▶ Your goal: Repeat each entry exactly and drop the pictures.

▶ Region annotation entries:
= = = = = = =

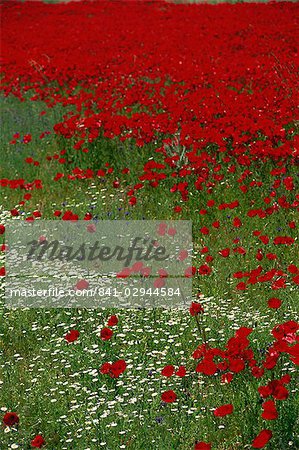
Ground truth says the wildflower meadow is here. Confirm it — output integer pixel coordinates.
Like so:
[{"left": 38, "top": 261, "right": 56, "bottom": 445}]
[{"left": 0, "top": 0, "right": 299, "bottom": 450}]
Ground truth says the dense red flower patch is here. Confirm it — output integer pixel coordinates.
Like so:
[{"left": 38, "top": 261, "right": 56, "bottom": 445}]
[
  {"left": 0, "top": 1, "right": 299, "bottom": 449},
  {"left": 2, "top": 1, "right": 298, "bottom": 158}
]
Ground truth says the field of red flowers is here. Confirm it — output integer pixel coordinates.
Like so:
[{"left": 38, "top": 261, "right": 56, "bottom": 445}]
[{"left": 0, "top": 0, "right": 299, "bottom": 450}]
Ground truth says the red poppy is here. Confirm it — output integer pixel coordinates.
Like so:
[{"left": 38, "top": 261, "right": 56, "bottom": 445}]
[
  {"left": 214, "top": 403, "right": 234, "bottom": 417},
  {"left": 175, "top": 366, "right": 186, "bottom": 378},
  {"left": 189, "top": 302, "right": 204, "bottom": 316},
  {"left": 100, "top": 327, "right": 113, "bottom": 341},
  {"left": 218, "top": 248, "right": 230, "bottom": 258},
  {"left": 161, "top": 364, "right": 174, "bottom": 378},
  {"left": 262, "top": 400, "right": 278, "bottom": 420},
  {"left": 161, "top": 390, "right": 177, "bottom": 403},
  {"left": 64, "top": 330, "right": 80, "bottom": 342},
  {"left": 2, "top": 412, "right": 20, "bottom": 427},
  {"left": 252, "top": 430, "right": 272, "bottom": 448},
  {"left": 107, "top": 315, "right": 118, "bottom": 327}
]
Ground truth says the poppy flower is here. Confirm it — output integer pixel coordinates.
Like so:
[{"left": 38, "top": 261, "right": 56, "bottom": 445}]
[
  {"left": 218, "top": 248, "right": 230, "bottom": 258},
  {"left": 64, "top": 330, "right": 80, "bottom": 342},
  {"left": 2, "top": 412, "right": 20, "bottom": 427},
  {"left": 100, "top": 327, "right": 113, "bottom": 341},
  {"left": 110, "top": 359, "right": 127, "bottom": 378},
  {"left": 161, "top": 390, "right": 177, "bottom": 403},
  {"left": 189, "top": 302, "right": 204, "bottom": 316},
  {"left": 30, "top": 434, "right": 46, "bottom": 448},
  {"left": 198, "top": 264, "right": 212, "bottom": 275},
  {"left": 252, "top": 430, "right": 272, "bottom": 448},
  {"left": 161, "top": 364, "right": 174, "bottom": 378},
  {"left": 107, "top": 315, "right": 118, "bottom": 327},
  {"left": 214, "top": 403, "right": 234, "bottom": 417},
  {"left": 194, "top": 441, "right": 212, "bottom": 450},
  {"left": 175, "top": 366, "right": 186, "bottom": 378}
]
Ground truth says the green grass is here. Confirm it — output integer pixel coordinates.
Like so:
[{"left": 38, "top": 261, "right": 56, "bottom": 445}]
[{"left": 0, "top": 93, "right": 299, "bottom": 450}]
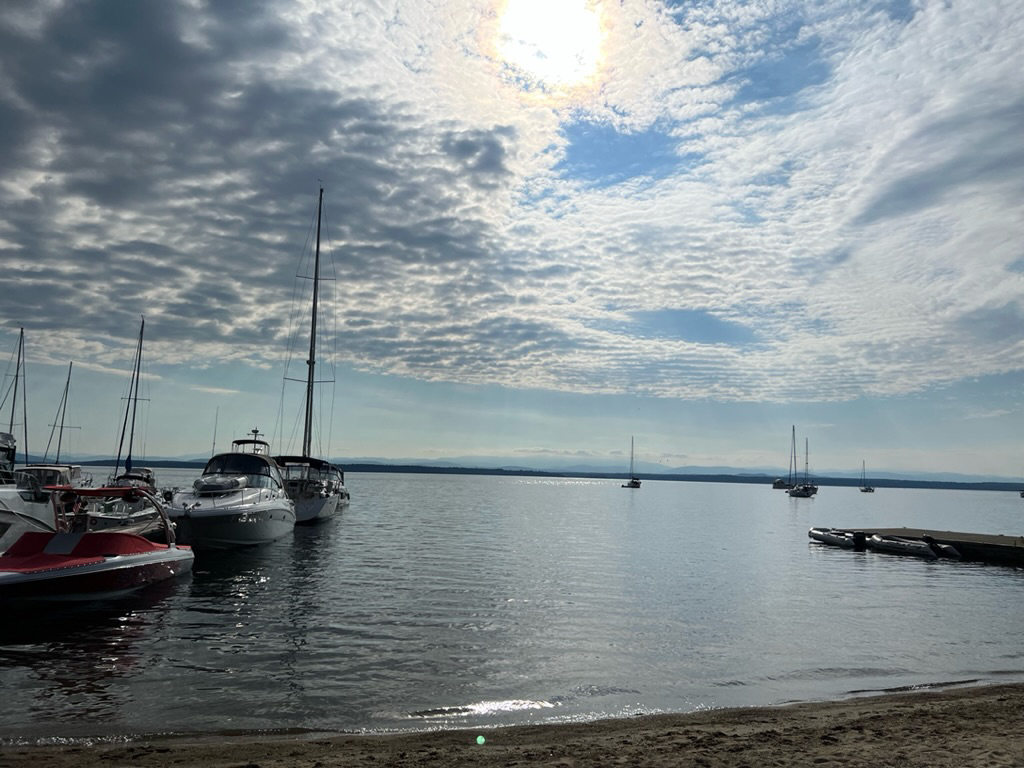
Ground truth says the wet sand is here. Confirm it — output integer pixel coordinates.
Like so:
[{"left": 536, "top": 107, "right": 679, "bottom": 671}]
[{"left": 0, "top": 684, "right": 1024, "bottom": 768}]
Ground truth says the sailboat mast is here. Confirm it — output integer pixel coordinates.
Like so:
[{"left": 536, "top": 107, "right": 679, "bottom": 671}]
[
  {"left": 302, "top": 186, "right": 324, "bottom": 458},
  {"left": 7, "top": 328, "right": 29, "bottom": 464},
  {"left": 114, "top": 317, "right": 145, "bottom": 475},
  {"left": 788, "top": 424, "right": 798, "bottom": 485},
  {"left": 55, "top": 360, "right": 75, "bottom": 464}
]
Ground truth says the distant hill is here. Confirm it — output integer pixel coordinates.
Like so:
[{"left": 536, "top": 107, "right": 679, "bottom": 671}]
[{"left": 18, "top": 455, "right": 1024, "bottom": 490}]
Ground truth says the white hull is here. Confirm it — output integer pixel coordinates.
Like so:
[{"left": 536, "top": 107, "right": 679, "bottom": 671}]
[
  {"left": 167, "top": 488, "right": 295, "bottom": 549},
  {"left": 295, "top": 494, "right": 348, "bottom": 524}
]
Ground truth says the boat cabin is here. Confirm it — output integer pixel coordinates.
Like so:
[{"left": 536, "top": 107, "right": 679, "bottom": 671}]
[
  {"left": 0, "top": 432, "right": 17, "bottom": 485},
  {"left": 17, "top": 464, "right": 88, "bottom": 488},
  {"left": 203, "top": 450, "right": 285, "bottom": 488}
]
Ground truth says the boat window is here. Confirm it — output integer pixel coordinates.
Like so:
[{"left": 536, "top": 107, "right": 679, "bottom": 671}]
[{"left": 203, "top": 454, "right": 273, "bottom": 477}]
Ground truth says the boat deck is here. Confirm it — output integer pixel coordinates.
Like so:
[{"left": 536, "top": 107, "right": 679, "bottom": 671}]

= = = = = = =

▶ Worked solution:
Ground truth says the wildflower meadow is here. Confirm it — output integer pixel coordinates.
Like so:
[{"left": 38, "top": 261, "right": 56, "bottom": 445}]
[{"left": 0, "top": 0, "right": 299, "bottom": 450}]
Ground truth says the dense red flower patch is here. Confirm it — output integer pixel coordinates.
Like so:
[{"left": 38, "top": 261, "right": 56, "bottom": 445}]
[
  {"left": 0, "top": 1, "right": 299, "bottom": 449},
  {"left": 2, "top": 1, "right": 298, "bottom": 158}
]
Ground truth says the field of red flowers is here. Confirm it — output integer pixel coordinates.
Like so:
[{"left": 38, "top": 261, "right": 56, "bottom": 445}]
[{"left": 0, "top": 0, "right": 299, "bottom": 450}]
Ground truth says the red poppy is here. Confirm it — output integer pixel coordinates.
Like so:
[{"left": 38, "top": 261, "right": 56, "bottom": 445}]
[
  {"left": 214, "top": 403, "right": 234, "bottom": 417},
  {"left": 175, "top": 366, "right": 186, "bottom": 378},
  {"left": 189, "top": 302, "right": 204, "bottom": 316},
  {"left": 100, "top": 327, "right": 113, "bottom": 341},
  {"left": 218, "top": 248, "right": 230, "bottom": 258},
  {"left": 161, "top": 364, "right": 174, "bottom": 378},
  {"left": 262, "top": 400, "right": 278, "bottom": 420},
  {"left": 161, "top": 390, "right": 177, "bottom": 403},
  {"left": 64, "top": 330, "right": 80, "bottom": 342},
  {"left": 2, "top": 412, "right": 20, "bottom": 427},
  {"left": 252, "top": 430, "right": 272, "bottom": 448},
  {"left": 107, "top": 315, "right": 118, "bottom": 327}
]
Ground truth says the poppy flower is here. Confirm it — output integer pixel coordinates.
Like so:
[{"left": 38, "top": 261, "right": 56, "bottom": 445}]
[
  {"left": 218, "top": 248, "right": 230, "bottom": 258},
  {"left": 64, "top": 330, "right": 80, "bottom": 342},
  {"left": 2, "top": 412, "right": 20, "bottom": 427},
  {"left": 100, "top": 327, "right": 113, "bottom": 341},
  {"left": 110, "top": 359, "right": 127, "bottom": 378},
  {"left": 161, "top": 390, "right": 177, "bottom": 403},
  {"left": 189, "top": 302, "right": 204, "bottom": 316},
  {"left": 30, "top": 434, "right": 46, "bottom": 448},
  {"left": 198, "top": 264, "right": 212, "bottom": 275},
  {"left": 252, "top": 430, "right": 272, "bottom": 448},
  {"left": 161, "top": 364, "right": 174, "bottom": 378},
  {"left": 107, "top": 315, "right": 118, "bottom": 327},
  {"left": 214, "top": 403, "right": 234, "bottom": 417},
  {"left": 194, "top": 441, "right": 212, "bottom": 450},
  {"left": 175, "top": 366, "right": 186, "bottom": 378}
]
Ground truth says the green grass is here. Confirm it — output integer pixel coordinates.
Like so:
[{"left": 38, "top": 261, "right": 56, "bottom": 445}]
[{"left": 0, "top": 93, "right": 299, "bottom": 450}]
Ground truth says the wet sand is here. Confirm it — output integer pixel coordinates.
Like so:
[{"left": 536, "top": 107, "right": 679, "bottom": 671}]
[{"left": 0, "top": 684, "right": 1024, "bottom": 768}]
Ground truth says the sailboat mast is here. Confirm it — output integer pixel coordinates.
Like so:
[{"left": 536, "top": 107, "right": 679, "bottom": 671}]
[
  {"left": 302, "top": 186, "right": 324, "bottom": 458},
  {"left": 7, "top": 328, "right": 29, "bottom": 464},
  {"left": 114, "top": 317, "right": 145, "bottom": 475},
  {"left": 788, "top": 424, "right": 798, "bottom": 485},
  {"left": 55, "top": 360, "right": 75, "bottom": 464}
]
Ground truth says the distant hill is here. Confirm it — output integer pixel coordinates.
Like so:
[{"left": 536, "top": 107, "right": 679, "bottom": 671}]
[{"left": 18, "top": 455, "right": 1024, "bottom": 490}]
Ground truth says the white hull is here. Confirm it — output integer pixel coordinates.
Like so:
[{"left": 536, "top": 107, "right": 679, "bottom": 671}]
[
  {"left": 167, "top": 488, "right": 295, "bottom": 549},
  {"left": 295, "top": 494, "right": 348, "bottom": 524}
]
Ground truth says the boat cabin is here. Confirm it — output integer pixel coordinates.
Like so:
[{"left": 536, "top": 107, "right": 679, "bottom": 671}]
[
  {"left": 0, "top": 432, "right": 17, "bottom": 485},
  {"left": 17, "top": 464, "right": 88, "bottom": 488},
  {"left": 203, "top": 450, "right": 285, "bottom": 488}
]
Ground truth says the boat window is here. Confirm it — output integer pixel coordinates.
Like so:
[{"left": 536, "top": 107, "right": 679, "bottom": 671}]
[{"left": 203, "top": 454, "right": 273, "bottom": 477}]
Ground truth says the boat deck is here. Confirm it — output integer pixel coordinates.
Like so:
[{"left": 536, "top": 107, "right": 679, "bottom": 671}]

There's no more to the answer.